• _Problem_: Reproduce the full set of records that follow, exactly as shown.

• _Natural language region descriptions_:
· · ·

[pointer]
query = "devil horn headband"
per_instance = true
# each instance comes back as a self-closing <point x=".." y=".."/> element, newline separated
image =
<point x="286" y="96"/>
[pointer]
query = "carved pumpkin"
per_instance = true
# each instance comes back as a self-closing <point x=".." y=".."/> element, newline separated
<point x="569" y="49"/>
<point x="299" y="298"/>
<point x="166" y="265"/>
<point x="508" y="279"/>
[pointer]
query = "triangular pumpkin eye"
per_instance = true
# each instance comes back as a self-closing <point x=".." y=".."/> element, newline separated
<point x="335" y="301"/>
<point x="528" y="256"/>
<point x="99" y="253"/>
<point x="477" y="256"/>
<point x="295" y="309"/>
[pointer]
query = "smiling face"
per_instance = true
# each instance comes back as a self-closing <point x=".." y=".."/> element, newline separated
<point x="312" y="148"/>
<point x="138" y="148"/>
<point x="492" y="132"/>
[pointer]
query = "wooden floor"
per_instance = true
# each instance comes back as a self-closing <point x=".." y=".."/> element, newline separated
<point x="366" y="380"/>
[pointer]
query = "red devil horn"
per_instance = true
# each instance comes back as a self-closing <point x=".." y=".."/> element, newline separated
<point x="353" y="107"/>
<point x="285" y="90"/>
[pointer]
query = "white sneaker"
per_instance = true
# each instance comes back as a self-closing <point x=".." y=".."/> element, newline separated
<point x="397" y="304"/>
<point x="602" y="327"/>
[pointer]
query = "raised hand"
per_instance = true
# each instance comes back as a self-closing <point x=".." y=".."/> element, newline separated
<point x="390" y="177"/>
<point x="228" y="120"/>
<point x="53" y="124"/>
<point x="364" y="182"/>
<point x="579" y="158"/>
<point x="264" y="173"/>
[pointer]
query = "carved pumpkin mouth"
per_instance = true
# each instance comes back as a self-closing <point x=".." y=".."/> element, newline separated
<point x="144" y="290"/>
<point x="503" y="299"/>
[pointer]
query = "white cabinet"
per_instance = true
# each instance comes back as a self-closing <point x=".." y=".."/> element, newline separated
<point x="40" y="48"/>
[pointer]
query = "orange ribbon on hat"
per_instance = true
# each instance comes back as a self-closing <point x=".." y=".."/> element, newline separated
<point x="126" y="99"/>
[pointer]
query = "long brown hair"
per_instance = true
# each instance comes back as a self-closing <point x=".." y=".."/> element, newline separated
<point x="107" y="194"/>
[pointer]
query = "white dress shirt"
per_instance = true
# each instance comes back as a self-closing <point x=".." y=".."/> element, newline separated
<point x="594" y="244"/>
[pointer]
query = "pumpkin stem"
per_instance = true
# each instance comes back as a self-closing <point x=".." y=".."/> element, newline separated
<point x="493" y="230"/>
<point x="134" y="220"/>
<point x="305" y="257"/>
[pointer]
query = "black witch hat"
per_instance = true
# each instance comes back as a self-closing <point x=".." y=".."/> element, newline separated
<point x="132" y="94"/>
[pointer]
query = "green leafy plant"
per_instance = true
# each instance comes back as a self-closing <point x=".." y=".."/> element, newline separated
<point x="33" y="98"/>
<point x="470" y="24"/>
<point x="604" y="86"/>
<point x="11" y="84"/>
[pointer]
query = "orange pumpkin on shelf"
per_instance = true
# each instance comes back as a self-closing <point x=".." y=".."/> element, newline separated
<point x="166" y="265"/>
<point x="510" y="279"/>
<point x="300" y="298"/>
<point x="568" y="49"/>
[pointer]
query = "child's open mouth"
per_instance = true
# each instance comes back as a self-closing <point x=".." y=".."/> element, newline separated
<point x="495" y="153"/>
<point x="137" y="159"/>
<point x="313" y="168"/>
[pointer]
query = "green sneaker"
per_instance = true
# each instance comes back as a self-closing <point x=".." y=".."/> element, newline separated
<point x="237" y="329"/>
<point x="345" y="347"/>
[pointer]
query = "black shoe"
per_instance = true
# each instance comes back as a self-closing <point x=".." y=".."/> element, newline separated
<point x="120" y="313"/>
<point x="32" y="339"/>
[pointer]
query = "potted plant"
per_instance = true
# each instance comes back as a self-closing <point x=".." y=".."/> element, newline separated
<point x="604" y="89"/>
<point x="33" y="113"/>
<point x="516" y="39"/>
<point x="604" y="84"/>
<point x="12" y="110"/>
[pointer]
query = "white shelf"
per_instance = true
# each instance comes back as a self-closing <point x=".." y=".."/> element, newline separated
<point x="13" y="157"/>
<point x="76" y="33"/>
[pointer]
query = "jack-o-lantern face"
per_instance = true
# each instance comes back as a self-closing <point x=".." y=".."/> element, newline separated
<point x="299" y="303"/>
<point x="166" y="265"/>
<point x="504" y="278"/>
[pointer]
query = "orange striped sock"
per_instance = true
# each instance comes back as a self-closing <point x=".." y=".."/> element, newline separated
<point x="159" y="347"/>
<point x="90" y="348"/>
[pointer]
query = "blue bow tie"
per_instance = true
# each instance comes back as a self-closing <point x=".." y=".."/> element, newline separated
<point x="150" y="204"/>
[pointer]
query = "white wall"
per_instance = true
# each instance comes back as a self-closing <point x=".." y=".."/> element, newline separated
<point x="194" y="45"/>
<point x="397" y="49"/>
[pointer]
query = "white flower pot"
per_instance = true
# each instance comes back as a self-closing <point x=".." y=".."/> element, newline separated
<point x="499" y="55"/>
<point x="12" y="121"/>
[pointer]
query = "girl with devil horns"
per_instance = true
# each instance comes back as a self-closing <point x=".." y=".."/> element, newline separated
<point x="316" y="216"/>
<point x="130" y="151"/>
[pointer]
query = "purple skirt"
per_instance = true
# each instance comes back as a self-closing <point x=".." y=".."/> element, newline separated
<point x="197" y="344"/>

· · ·

• _Response area_:
[pointer]
query = "devil horn headband"
per_instance = true
# each instance comes back as a self-closing <point x=".." y=".."/> element, newline separated
image =
<point x="286" y="96"/>
[pointer]
query = "carved pumpkin"
per_instance = true
# each instance comes back as a self-closing <point x=".." y=".."/> element, newline separated
<point x="569" y="49"/>
<point x="299" y="298"/>
<point x="166" y="265"/>
<point x="508" y="279"/>
[pointer]
query = "triangular pumpkin eye"
per_instance = true
# each instance comes back as a self-closing <point x=".." y=".."/> element, newline separated
<point x="335" y="301"/>
<point x="528" y="256"/>
<point x="99" y="253"/>
<point x="477" y="256"/>
<point x="295" y="309"/>
[pointer]
query = "smiling face"
per_instance = true
# each instance comes back as a self-closing <point x=".." y=".."/> element, newline separated
<point x="312" y="148"/>
<point x="138" y="148"/>
<point x="492" y="132"/>
[pointer]
query = "wooden floor"
per_instance = true
# each instance comes back as a self-closing <point x=".." y=".."/> element, newline separated
<point x="366" y="380"/>
[pointer]
query = "red devil horn"
per_instance = true
# each instance comes back as a self-closing <point x=".." y=".."/> element, newline separated
<point x="353" y="107"/>
<point x="285" y="90"/>
[pointer]
query = "white sneaker"
per_instance = true
# each instance comes back as a self-closing <point x=".." y=".."/> element, newline separated
<point x="397" y="304"/>
<point x="602" y="327"/>
[pointer]
query = "raised hand"
per_instance = true
# each instance comes back as a self-closing <point x=".." y=".."/> element, newline separated
<point x="390" y="177"/>
<point x="228" y="120"/>
<point x="53" y="124"/>
<point x="364" y="182"/>
<point x="579" y="158"/>
<point x="264" y="173"/>
[pointer]
query = "carved pumpkin mouth"
per_instance = true
# each instance comes back as a self-closing <point x=".." y=".."/> element, newline separated
<point x="144" y="290"/>
<point x="503" y="299"/>
[pointer]
query = "white cabinet"
per_instance = true
# each instance comes back as a self-closing <point x=".." y=".."/> element, newline separated
<point x="40" y="48"/>
[pointer]
query = "orange ribbon on hat"
per_instance = true
# each instance comes back as a self-closing <point x=".." y=".."/> element, newline separated
<point x="126" y="99"/>
[pointer]
query = "long brown hair"
per_instance = true
# each instance comes back as a self-closing <point x=".." y=".."/> element, newline separated
<point x="107" y="194"/>
[pointer]
query = "white dress shirt"
per_instance = true
# each instance comes back as a self-closing <point x=".." y=".."/> element, newline separated
<point x="594" y="244"/>
[pointer]
query = "pumpkin stem"
per_instance = true
# each instance comes back as a self-closing <point x=".." y=".."/> element, newline separated
<point x="493" y="230"/>
<point x="134" y="220"/>
<point x="305" y="257"/>
[pointer]
query = "black witch hat"
per_instance = true
# each instance comes back as a self-closing <point x=".." y=".."/> element, newline separated
<point x="132" y="94"/>
[pointer]
query = "green leafy plant"
per_instance = true
# each instance comes back as a self-closing <point x=".." y=".."/> element, newline separated
<point x="33" y="98"/>
<point x="470" y="24"/>
<point x="604" y="86"/>
<point x="11" y="84"/>
[pointer]
query = "orange pumpkin on shelf"
per_instance = true
# each instance comes back as a self-closing <point x=".." y=".."/> element, newline separated
<point x="166" y="265"/>
<point x="510" y="279"/>
<point x="300" y="298"/>
<point x="568" y="49"/>
[pointer]
query = "child's open mouth"
per_instance = true
# each instance comes back as a self-closing <point x=".." y=".."/> element, newline separated
<point x="495" y="153"/>
<point x="137" y="159"/>
<point x="313" y="168"/>
[pointer]
query = "green sneaker"
per_instance = true
# each instance comes back as a self-closing <point x=".." y=".."/> element, newline separated
<point x="237" y="329"/>
<point x="345" y="347"/>
[pointer]
query = "black shoe"
per_instance = true
# each instance comes back as a self-closing <point x=".." y=".."/> element, newline separated
<point x="120" y="313"/>
<point x="32" y="339"/>
[pointer]
query = "potted plant"
per_instance = true
# each instance comes back as a self-closing <point x=".." y=".."/> element, newline separated
<point x="604" y="89"/>
<point x="33" y="113"/>
<point x="516" y="39"/>
<point x="604" y="84"/>
<point x="12" y="110"/>
[pointer]
query = "white shelf"
per_instance = true
# each instance comes back as a self-closing <point x=".." y=".."/> element, newline separated
<point x="13" y="157"/>
<point x="76" y="33"/>
[pointer]
query = "jack-o-lantern face"
per_instance = true
# each instance comes back as a self-closing <point x=".." y=".."/> element, newline separated
<point x="299" y="303"/>
<point x="166" y="265"/>
<point x="504" y="278"/>
[pointer]
query = "orange striped sock"
per_instance = true
# each instance comes back as a self-closing <point x=".." y=".."/> element, newline separated
<point x="159" y="347"/>
<point x="90" y="348"/>
[pointer]
query = "blue bow tie"
per_instance = true
# each instance comes back as a self-closing <point x=".." y=".."/> element, newline separated
<point x="150" y="204"/>
[pointer]
query = "white wall"
per_instance = true
# each instance comes back as a self-closing <point x=".." y=".."/> element, newline separated
<point x="194" y="45"/>
<point x="397" y="49"/>
[pointer]
query = "white flower pot"
per_instance = true
# each instance comes back as a self-closing <point x=".." y=".."/> element, newline separated
<point x="499" y="55"/>
<point x="12" y="121"/>
[pointer]
query = "girl with devil horns"
per_instance = true
# each instance comes back as a self-closing <point x=".." y=".."/> element, newline separated
<point x="316" y="216"/>
<point x="130" y="151"/>
[pointer]
query = "purple skirt"
per_instance = true
# each instance comes back as a self-closing <point x=".." y=".."/> element, newline separated
<point x="197" y="344"/>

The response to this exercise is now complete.